What assigned reading in school proved to be the least enjoyable and most painful to get through?
philstar22: (Default)

Re: High School Memories

[personal profile] philstar22 2025-01-15 02:27 am (UTC)(link)
War and Peace. For AP English we had to read 2 things the summer before: War and Peace and Wuthering Heights. I only enjoyed one of those.

And honestly, AP English was the first class where we read whole books. So it was really fun.

My favorite non-full book thing is a tie with Julias Caesar and Macbeth. The year we read those was what started my Shakespeare love.

I hated Wuthering Heights. I had to remind myself that I was doing this to get into AP English. And it still took me far longer than it should have because I could only stomach a little at a time.

Re: High School Memories

(Anonymous) 2025-01-18 01:24 pm (UTC)(link)
"And honestly, AP English was the first class where we read whole books."

Really? You didn't even read full books in middle school classes? This is a surprise to me (and I went to school in Florida). I actually got in Joan Lowery Nixon books due to middle school assignments that required reading full books.
philstar22: (Default)

Re: High School Memories

[personal profile] philstar22 2025-01-18 01:27 pm (UTC)(link)
I went to an overseas missionary school. And it really sucked.
kaijinscendre: (Default)

Re: High School Memories

[personal profile] kaijinscendre 2025-01-15 02:39 am (UTC)(link)
Honestly, I loved most of the assigned reading. The Scarlet Letter, The Good Earth, To Kill A Mockingbird, Animal Farm. The thing I mostly hated was Shakespeare. I still hate Shakespeare, lol.

Re: High School Memories

(Anonymous) 2025-01-15 02:44 am (UTC)(link)
Favorite: Rosencrantz and Guildenstern are Dead. If that doesn't count because it's a play, then To Kill a Mockingbird.

Most painful: The Grapes of Wrath.

Re: High School Memories

(Anonymous) 2025-01-15 03:11 am (UTC)(link)
Favorite: Their Eyes Were Watching God

Least Favorite: The House on Mango Street

Re: High School Memories

(Anonymous) 2025-01-15 10:42 am (UTC)(link)
My heart! I loved The House on Mango Street. It sent me down a path of writing vignettes.

Re: High School Memories

(Anonymous) 2025-01-15 03:16 am (UTC)(link)
There was a great outcry by parents targeting the English department for being "too feminist" and wanting more books "for boys" at my school, so they added some braindead YA stuff with male main characters. I don't know if it was the teachers being pissed off at having to do it, or the parents really wanted simple books for boys to understand (many boys were deeply insulted by this!) but they were uniformly bland and terrible.

_RECORD EXCERPTS:_
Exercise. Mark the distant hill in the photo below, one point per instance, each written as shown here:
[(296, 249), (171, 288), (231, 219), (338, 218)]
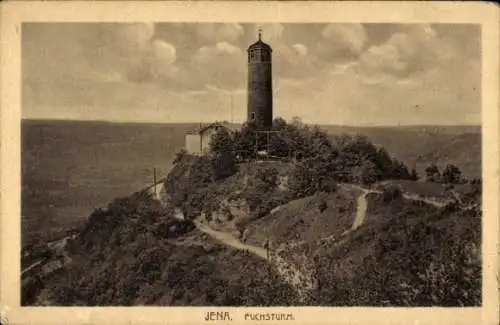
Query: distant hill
[(420, 145)]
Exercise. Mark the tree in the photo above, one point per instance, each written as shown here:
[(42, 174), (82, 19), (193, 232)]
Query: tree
[(413, 174), (369, 173), (221, 142), (451, 174), (432, 173), (179, 156)]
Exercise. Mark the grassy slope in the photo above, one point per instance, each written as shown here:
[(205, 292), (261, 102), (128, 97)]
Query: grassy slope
[(302, 220), (69, 167), (134, 253), (406, 253)]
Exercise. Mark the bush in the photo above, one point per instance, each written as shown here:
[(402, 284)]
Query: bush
[(451, 174), (392, 193)]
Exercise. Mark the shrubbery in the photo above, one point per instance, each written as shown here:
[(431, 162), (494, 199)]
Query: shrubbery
[(391, 193)]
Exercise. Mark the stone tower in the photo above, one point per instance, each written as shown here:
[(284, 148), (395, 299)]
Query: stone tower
[(260, 88)]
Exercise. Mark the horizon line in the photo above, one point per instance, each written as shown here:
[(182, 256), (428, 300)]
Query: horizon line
[(198, 122)]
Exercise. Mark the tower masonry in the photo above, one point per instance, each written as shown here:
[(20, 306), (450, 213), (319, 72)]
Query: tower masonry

_WRITTEN PROBLEM 1:_ Can you sum up the thread on assigned school reading in two sentences?
_WRITTEN PROBLEM 2:_ Could you update the thread on assigned school reading by giving again the part that opens with the words containing "There was a" and closes with "bland and terrible.", with "English department" replaced by "library staff"?
_WRITTEN PROBLEM 3:_ In the thread on assigned school reading, which book does the commenter whose favorite is Rosencrantz and Guildenstern are Dead name as most painful?
The material above comes from a separate source.

_RIGHT ANSWER 1:_ One commenter says War and Peace and Wuthering Heights were required summer reading for AP English, calls Wuthering Heights hated and slow to finish, and credits the year of reading Macbeth with starting a love of Shakespeare. Other commenters name favorites and least favorites such as The Grapes of Wrath and The House on Mango Street, and one describes parent complaints that led a school to add bland YA books with male main characters.

_RIGHT ANSWER 2:_
There was a great outcry by parents targeting the library staff for being "too feminist" and wanting more books "for boys" at my school, so they added some braindead YA stuff with male main characters. I don't know if it was the teachers being pissed off at having to do it, or the parents really wanted simple books for boys to understand (many boys were deeply insulted by this!) but they were uniformly bland and terrible.

_RIGHT ANSWER 3:_ The Grapes of Wrath.